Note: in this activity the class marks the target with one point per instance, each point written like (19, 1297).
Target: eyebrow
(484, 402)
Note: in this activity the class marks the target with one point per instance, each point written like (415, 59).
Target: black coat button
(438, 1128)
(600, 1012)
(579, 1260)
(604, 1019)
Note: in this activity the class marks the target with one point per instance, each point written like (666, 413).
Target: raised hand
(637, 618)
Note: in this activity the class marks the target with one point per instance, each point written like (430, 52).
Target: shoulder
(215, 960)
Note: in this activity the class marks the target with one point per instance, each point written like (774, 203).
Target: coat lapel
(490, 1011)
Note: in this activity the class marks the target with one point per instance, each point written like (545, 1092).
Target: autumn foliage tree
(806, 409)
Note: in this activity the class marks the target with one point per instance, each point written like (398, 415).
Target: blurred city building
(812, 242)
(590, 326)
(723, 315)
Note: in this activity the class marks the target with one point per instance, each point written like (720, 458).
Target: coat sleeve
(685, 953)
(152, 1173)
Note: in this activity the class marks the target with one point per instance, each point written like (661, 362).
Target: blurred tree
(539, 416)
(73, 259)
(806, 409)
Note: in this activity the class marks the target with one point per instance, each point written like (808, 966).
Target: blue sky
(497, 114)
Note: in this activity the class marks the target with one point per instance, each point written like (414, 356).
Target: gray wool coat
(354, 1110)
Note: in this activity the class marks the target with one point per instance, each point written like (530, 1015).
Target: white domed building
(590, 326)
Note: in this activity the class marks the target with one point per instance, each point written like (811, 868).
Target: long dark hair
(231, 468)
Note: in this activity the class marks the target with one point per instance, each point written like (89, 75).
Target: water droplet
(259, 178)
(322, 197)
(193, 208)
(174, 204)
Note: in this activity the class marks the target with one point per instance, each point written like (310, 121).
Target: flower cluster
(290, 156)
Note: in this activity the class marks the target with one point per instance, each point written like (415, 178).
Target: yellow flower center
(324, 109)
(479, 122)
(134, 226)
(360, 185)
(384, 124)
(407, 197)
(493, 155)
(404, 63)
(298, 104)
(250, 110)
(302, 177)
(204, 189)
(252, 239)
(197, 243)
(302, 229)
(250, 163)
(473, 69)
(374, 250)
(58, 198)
::::::::
**Aim of the exercise:**
Reproduce every row above once more, word for word, with nothing added, dropped, or changed.

**Written reply:**
Note: in this activity the class marks the target with one point per instance, each point written like (19, 1297).
Target: eyebrow
(484, 402)
Note: in this activity the class marks the target with one point per instance, each point written like (415, 59).
Target: black coat button
(438, 1128)
(600, 1012)
(579, 1260)
(604, 1019)
Note: in this activity the class marks the target with one point per instance, each point written like (666, 413).
Target: raised hand
(637, 618)
Note: in this activity the class marks the target with one point per instance, each point written like (430, 52).
Target: shoulder
(215, 960)
Note: in this activity the class marks the target with one point per instance, each point written like (774, 203).
Target: coat lapel
(490, 1011)
Note: in this activity the class marks the target with one point per instance, each point written like (545, 1092).
Target: autumn foliage tree
(806, 409)
Note: in this activity the class marks the target with one point per instance, each point written like (398, 415).
Target: blurred city building
(812, 242)
(590, 326)
(723, 315)
Note: in this activity the class marks the target with one point per instance, each point written like (720, 458).
Target: coat sleeve
(685, 953)
(152, 1173)
Note: in this activity the class marks the target with one point per instance, each point written like (661, 362).
Target: blurred tree
(539, 416)
(73, 259)
(806, 409)
Note: in this activity the class marks the target with one point per instance, each point written like (808, 966).
Target: blue sky
(497, 114)
Note: in this activity the class marks the target with one point per instance, each point written like (414, 356).
Target: gray wool coat
(354, 1110)
Note: in this activity the class marks the target with one point per instance, each point written like (530, 1015).
Target: white domed building
(590, 326)
Note: in this activity the class marks the target with one point per instance, each point written like (811, 868).
Target: long dark hair
(231, 468)
Note: in this activity the class marks the target with one point per instance, each point written like (89, 75).
Target: water droplet
(259, 178)
(322, 197)
(193, 208)
(174, 204)
Note: in this activity the class marks the target with one point per instance, each point written like (310, 121).
Target: flower cluster
(290, 156)
Note: in this activity the class marks the target with one point per instance, each point written like (415, 178).
Target: yellow flower center
(324, 109)
(479, 122)
(134, 226)
(360, 185)
(384, 124)
(407, 197)
(493, 155)
(404, 63)
(298, 104)
(250, 110)
(302, 177)
(204, 189)
(252, 239)
(197, 243)
(302, 229)
(250, 163)
(473, 69)
(374, 250)
(58, 198)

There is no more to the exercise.